Written exercise: Print all of the rows below word for word, leaving out the pictures.

(Photo object pointing records)
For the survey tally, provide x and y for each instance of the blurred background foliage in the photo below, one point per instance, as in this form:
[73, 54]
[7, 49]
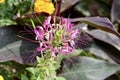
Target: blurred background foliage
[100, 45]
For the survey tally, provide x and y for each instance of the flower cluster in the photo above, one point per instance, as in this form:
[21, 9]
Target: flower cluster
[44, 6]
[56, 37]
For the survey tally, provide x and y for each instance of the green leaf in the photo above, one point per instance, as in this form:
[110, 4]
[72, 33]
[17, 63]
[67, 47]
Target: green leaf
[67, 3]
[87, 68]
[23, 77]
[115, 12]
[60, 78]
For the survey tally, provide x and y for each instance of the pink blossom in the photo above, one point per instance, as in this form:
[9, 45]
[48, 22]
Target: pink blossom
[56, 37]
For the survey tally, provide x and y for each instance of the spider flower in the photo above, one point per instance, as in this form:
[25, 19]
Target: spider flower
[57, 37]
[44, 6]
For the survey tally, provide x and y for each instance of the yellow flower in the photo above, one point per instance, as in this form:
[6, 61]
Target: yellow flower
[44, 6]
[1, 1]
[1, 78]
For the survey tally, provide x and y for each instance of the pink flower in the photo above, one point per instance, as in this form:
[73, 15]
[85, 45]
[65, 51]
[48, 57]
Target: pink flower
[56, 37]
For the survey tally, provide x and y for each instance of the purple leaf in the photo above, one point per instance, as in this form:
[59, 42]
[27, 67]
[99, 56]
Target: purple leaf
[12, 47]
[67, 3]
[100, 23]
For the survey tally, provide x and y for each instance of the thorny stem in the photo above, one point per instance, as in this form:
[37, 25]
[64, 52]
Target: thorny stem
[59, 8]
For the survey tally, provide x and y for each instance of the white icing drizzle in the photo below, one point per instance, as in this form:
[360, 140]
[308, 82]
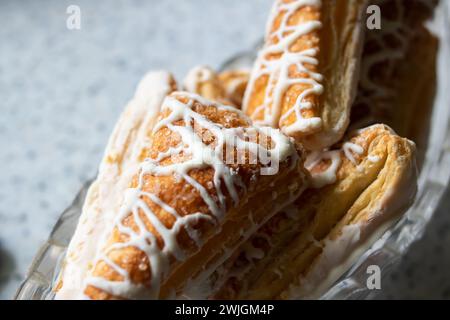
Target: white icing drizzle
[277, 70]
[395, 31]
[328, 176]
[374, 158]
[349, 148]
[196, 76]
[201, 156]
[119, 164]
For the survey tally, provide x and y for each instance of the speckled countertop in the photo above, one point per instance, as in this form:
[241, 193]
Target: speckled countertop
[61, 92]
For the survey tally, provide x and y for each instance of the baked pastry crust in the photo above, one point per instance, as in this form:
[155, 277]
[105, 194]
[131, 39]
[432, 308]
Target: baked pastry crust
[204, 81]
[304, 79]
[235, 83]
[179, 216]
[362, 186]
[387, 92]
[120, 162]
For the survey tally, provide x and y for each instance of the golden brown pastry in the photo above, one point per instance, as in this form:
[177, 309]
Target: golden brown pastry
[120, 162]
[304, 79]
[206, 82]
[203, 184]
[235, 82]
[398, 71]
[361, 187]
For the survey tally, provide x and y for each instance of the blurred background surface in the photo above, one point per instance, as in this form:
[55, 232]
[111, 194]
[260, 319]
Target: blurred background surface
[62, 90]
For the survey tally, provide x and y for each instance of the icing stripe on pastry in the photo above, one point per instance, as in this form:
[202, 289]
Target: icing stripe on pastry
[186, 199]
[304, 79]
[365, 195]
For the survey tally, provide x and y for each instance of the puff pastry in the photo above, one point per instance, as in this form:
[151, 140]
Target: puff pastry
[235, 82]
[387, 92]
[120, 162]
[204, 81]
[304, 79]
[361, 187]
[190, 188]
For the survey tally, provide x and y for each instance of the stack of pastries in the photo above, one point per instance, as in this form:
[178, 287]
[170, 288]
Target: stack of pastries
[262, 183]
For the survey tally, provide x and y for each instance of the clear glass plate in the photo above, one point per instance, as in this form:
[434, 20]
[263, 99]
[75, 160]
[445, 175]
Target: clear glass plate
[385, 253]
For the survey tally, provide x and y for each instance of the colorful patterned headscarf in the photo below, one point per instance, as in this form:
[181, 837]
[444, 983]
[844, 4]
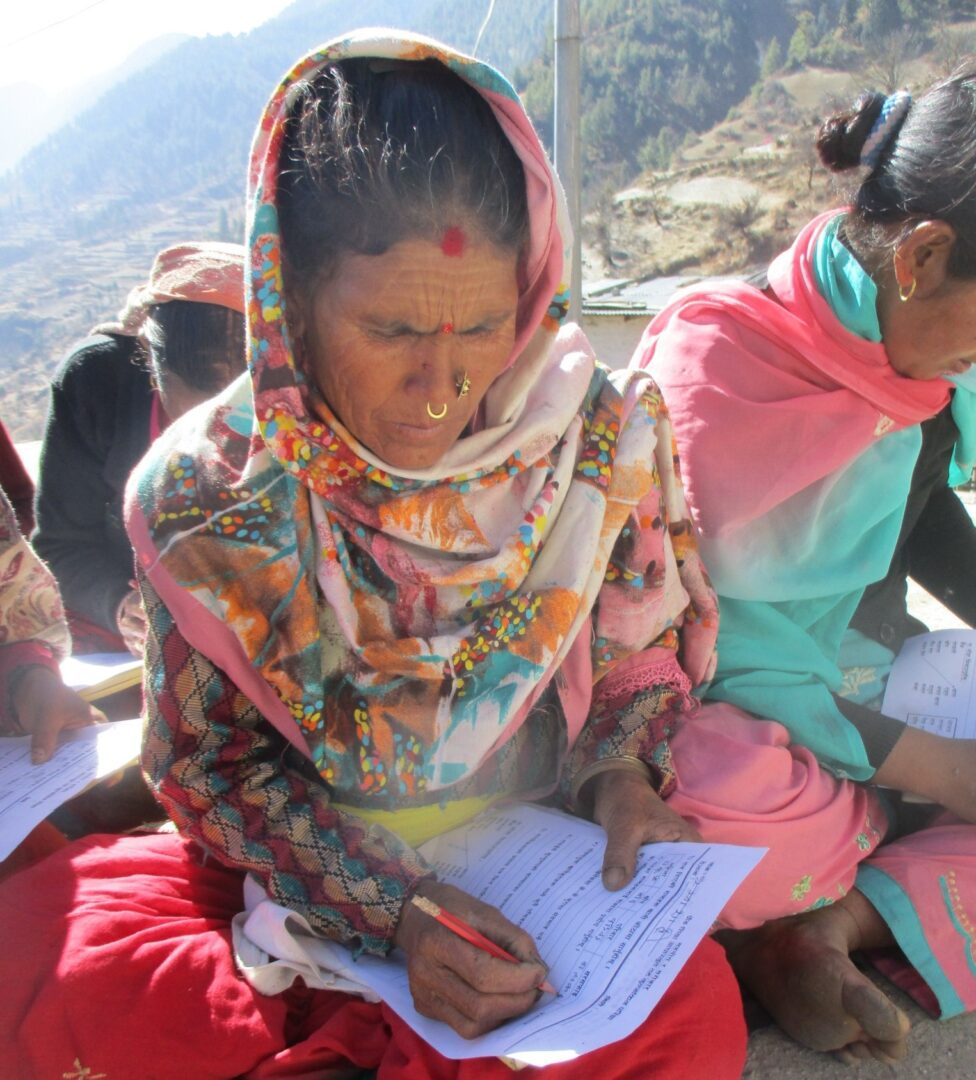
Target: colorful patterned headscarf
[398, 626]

Task result:
For the survey tally, provide x and y for each instance of the blurred background foliage in the photo below, one point per instance, as in this form:
[73, 54]
[7, 49]
Target: blurred background foliage
[100, 45]
For the survey tally, provide x and y for each instance of the flower cluster in the photo above, one point per instance, as in this form:
[21, 9]
Target: flower cluster
[44, 6]
[56, 37]
For the survey tally, provide x and y for each instance of the green leaf in the photo above, one point per instance, as in this form:
[110, 4]
[72, 33]
[17, 63]
[67, 47]
Target: green leaf
[67, 3]
[87, 68]
[23, 77]
[115, 12]
[60, 78]
For the survey tally, provide x and y for each instance of the pink blossom in the photo above, one point per instance, as in this form:
[9, 45]
[48, 22]
Target: pink blossom
[56, 37]
For the survey tally, provide x and y for each instance of the spider flower in the photo above, one point per instance, as in this form:
[25, 19]
Target: spider flower
[57, 37]
[44, 6]
For the survey tally, provide x and y for each instance of the yellow flower in the photo above, one point per instance, as in this form:
[6, 61]
Target: yellow flower
[44, 6]
[1, 1]
[1, 78]
For the survey tally, provide x and y for each instance of the pink flower in the photo above, one point per instance, as in this form:
[73, 15]
[85, 45]
[65, 51]
[48, 57]
Target: pink flower
[56, 37]
For the survey tally, provide x and y for each instance of the purple leaf in the photo above, one point per instance, as in this form:
[59, 42]
[27, 67]
[99, 56]
Target: purple leaf
[12, 47]
[67, 3]
[100, 23]
For the survey tally, provide x and y for each instance of the thorny stem in the photo above, one point per instance, as in this form:
[37, 25]
[64, 52]
Target: thorny stem
[59, 8]
For the survey tally, provide x and y for each instance of the white icing drizzle in the photo below, one point per instance, as in this form:
[360, 140]
[308, 82]
Target: white icing drizzle
[277, 70]
[395, 31]
[328, 176]
[374, 158]
[349, 148]
[196, 76]
[201, 156]
[119, 164]
For the survey tally, provide x and y for each instance of the speckled countertop in the photo above, one point per instance, as in this form:
[241, 193]
Target: speckled countertop
[61, 92]
For the survey tally, provide x and y for each instance of the baked pastry crust in the photo above, one point per instance, as in this form:
[155, 277]
[105, 194]
[131, 39]
[432, 308]
Target: baked pastry crust
[204, 81]
[304, 79]
[235, 83]
[179, 216]
[362, 186]
[387, 92]
[120, 162]
For the survey tally, provide x and y for each instance of the golden brown pastry in the photo above, one point per instance, as in this form:
[177, 309]
Target: golden brown pastry
[120, 162]
[304, 79]
[206, 82]
[203, 184]
[235, 82]
[398, 71]
[361, 187]
For the survey tally, provide x and y for each instance of the blurred background surface in the photo above, one point per instance, as in this form:
[55, 232]
[111, 194]
[260, 319]
Target: blurred background surface
[62, 90]
For the survey tally, provide x and y for each instance of the icing stripe on pastry in the photo above, one point per instance, as in this form:
[202, 289]
Target: icing stripe on pastry
[186, 199]
[304, 79]
[365, 195]
For the survey tally, provide x and y for each instance of the puff pastry in the photo above, one point per instance, as in this form:
[151, 140]
Target: puff pastry
[235, 82]
[387, 92]
[120, 162]
[204, 81]
[304, 79]
[361, 187]
[190, 188]
For the survey tally, provide x and y for each instance of the stack of pastries in the photo above, one point per instance, as in this form:
[178, 287]
[170, 288]
Target: stack of pastries
[262, 183]
For the survey tally, provide x and y for each instance of the clear glass plate in the photo above, one point per instance, as in this form:
[434, 20]
[263, 99]
[75, 160]
[445, 175]
Target: clear glass plate
[385, 253]
For the survey tally, provide x and y for each instance of the colorful patterned headscarf in the photo below, one point per instance, as in this form:
[181, 837]
[444, 983]
[844, 4]
Target: colorful patterned headscarf
[398, 626]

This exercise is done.